I’ve been thinking of making some cyanotypes after reading an article in Amateur Photographer a few weeks ago. Then someone turned up at my local camera club with some excellent examples, really nice work. I think their creator said she’d read the same article.
One thing puzzled me and that was that the process is mainly sensitive to UV light, yet a common technique is to hold things flat with a sheet of glass. I thought plain glass blocked UV so wondered if longer exposure times would be necessary when using a glass sheet. There was a brief discussion at the group about this but I was left none-the-wiser, really.
I’ve now ordered the chemicals to have a go at this and have done some research (a quick Google!) to understand this better for when I get around to creating my own cyanotypes. It turns out that normal glass blocks nearly all UVB (which causes sunburn) but allows 75% or so of UVA to pass through (you won’t get sunburn from UVA, but it can cause skin cancer). The UV spectrum consists of UVC radiation (200 nm to 280 nm), UVB radiation (280 nm to 315 nm) and UVA radiation (315 nm to 400 nm) according to a research paper I found.
The research indicates that the sensitised paper is sensitive over the UVB range, but also to UVA until you get into the visible wavelengths. This suggests that the glass does increase exposure times somewhat… it will be interesting to experiment with the cyanotype process. Now I just have to find the time to do so.

→ **Entries supplied**
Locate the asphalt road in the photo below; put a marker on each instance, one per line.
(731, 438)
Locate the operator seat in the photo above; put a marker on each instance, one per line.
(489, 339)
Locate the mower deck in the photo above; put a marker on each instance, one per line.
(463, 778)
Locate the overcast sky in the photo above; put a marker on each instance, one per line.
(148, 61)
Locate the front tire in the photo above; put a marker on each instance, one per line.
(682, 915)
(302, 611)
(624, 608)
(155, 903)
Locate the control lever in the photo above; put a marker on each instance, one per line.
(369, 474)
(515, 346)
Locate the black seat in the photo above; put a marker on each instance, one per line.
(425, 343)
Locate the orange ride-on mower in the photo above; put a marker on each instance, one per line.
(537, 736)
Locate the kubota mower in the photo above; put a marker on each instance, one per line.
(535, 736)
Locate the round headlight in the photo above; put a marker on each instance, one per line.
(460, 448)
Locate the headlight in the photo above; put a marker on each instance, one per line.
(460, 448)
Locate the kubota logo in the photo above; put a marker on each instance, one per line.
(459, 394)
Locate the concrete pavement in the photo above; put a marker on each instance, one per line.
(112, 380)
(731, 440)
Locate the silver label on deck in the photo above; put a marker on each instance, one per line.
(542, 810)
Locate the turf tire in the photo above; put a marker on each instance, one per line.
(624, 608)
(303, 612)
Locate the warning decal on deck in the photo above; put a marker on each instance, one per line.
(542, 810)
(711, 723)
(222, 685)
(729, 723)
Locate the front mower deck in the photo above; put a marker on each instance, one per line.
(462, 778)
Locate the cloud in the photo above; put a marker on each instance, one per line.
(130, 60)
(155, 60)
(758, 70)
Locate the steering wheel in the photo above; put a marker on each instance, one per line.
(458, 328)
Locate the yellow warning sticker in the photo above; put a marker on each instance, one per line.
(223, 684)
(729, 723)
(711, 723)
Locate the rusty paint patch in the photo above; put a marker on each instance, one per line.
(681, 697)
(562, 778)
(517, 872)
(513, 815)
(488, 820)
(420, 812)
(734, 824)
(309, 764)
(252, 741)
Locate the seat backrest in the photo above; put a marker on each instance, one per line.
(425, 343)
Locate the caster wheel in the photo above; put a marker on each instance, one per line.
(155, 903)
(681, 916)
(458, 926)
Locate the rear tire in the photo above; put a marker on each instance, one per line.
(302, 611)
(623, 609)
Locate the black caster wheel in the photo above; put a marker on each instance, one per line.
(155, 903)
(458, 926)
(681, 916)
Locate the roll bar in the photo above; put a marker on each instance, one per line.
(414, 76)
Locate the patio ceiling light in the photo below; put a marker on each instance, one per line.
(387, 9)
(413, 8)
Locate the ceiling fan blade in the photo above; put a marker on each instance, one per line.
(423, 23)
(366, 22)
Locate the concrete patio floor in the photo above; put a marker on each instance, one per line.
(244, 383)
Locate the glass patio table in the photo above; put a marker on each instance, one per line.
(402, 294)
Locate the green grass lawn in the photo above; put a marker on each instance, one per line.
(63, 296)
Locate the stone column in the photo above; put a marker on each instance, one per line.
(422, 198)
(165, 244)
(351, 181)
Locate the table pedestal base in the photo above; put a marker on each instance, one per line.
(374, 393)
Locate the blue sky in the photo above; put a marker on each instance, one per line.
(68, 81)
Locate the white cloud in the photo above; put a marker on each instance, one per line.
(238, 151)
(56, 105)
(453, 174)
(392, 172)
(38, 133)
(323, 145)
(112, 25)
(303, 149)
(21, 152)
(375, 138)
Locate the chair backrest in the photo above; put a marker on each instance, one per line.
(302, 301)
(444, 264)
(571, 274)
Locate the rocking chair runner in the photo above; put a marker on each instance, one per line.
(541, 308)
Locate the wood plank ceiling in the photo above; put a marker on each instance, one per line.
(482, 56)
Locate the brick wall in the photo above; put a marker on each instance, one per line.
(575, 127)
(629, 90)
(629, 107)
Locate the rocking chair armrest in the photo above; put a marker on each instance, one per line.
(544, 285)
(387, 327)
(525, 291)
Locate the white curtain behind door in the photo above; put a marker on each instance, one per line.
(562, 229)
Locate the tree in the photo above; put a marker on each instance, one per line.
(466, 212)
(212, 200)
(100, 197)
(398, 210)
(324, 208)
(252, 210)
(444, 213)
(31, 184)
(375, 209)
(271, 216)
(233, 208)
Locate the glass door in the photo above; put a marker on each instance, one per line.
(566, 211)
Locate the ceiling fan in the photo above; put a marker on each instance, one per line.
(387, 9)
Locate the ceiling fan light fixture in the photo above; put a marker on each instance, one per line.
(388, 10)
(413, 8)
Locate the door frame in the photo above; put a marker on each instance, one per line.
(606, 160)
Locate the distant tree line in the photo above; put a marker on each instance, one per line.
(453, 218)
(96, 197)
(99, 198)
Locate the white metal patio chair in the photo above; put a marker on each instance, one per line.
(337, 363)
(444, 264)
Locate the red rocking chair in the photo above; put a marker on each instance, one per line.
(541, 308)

→ **Required action**
Using the cyanotype post, answer the following:
1. In which magazine did the writer read the article about cyanotypes?
2. Roughly what share of UVA does normal glass let pass through?
3. Over what range is the sensitized paper said to be sensitive?

→ **Final answer**
1. Amateur Photographer.
2. About 75%.
3. Over the UVB range, and also to UVA until the visible wavelengths.